The YieldNest DAO will have the flexibility to add or remove strategies and MAX LRTs over time. Each MAX LRT is designed to evolve into its own SubDAO, maintaining independent governance and strategy execution. The objective is to minimize the number of MAX LRTs, ensuring a focused, efficient, and low-risk structure while maximizing utility and capital efficiency.

There are no predefined strategy limitations for any MAX LRT. Each SubDAO will have the autonomy to explore different strategies, prioritizing AI-enhanced, risk-adjusted returns. The integration of autonomous AI agents will optimize restaking allocations, rebalance DeFi exposure, and dynamically adjust parameters based on real-time market conditions and risk assessments.

Initially, MAX LRTs will be structured as products within the YieldNest ecosystem. Over time, governance will transition to decentralized SubDAOs, each managing its respective MAX LRT independently, leveraging AI-powered governance support for strategic decision-making.

Source: YieldNest

Smart Contracts Overview

MAX LRTs leverage a modular smart contract architecture built around the BaseVault and Vault contracts. These contracts implement the ERC-4626 standard, enabling seamless deposits, withdrawals, and conversions between assets and shares while maintaining compatibility with DeFi integrations. By inheriting from BaseVault, the Vault contract extends functionalities such as fee management via integration with FeeMath.

Supplied information:

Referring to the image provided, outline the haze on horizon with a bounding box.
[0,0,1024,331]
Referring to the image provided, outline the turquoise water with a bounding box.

Objective: Pick up the passage on YieldNest's MAX LRTs after its final sentence and keep writing it.

Reply to the exercise:
Additionally, the protocol employs a TransparentUpgradeableProxy model with a timelock, separating logic and storage. This design enables seamless upgrades without data loss, ensuring flexibility, scalability, and security as the ecosystem evolves.

The Vaults.sol contract introduces an advanced architecture that supports multiple restaking and DeFi protocols across chains, maintaining flexibility for future protocol integrations. This modular design allows MAX LRTs to adapt to various asset classes and optimize strategies based on evolving market conditions. The standardized interfaces and extension points embedded in the contract architecture ensure long-term adaptability while preserving security and composability.

Additionally, the smart contract architecture is enhanced by AI-driven automation, which optimizes liquidity allocation, capital efficiency, and real-time strategy execution. The AI agents continuously monitor on-chain and off-chain signals, dynamically reallocating funds between restaking and DeFi strategies to maximize risk-adjusted returns while mitigating market volatility.

Guard Validation Engine: Security Framework for MAX LRT

The Guard Validation Engine serves as a core security layer within the MAX LRT architecture, ensuring that all transactions processed through the generic processor comply with predefined on-chain security rules. This framework enhances safety, transparency, and governance across MAX LRT transactions.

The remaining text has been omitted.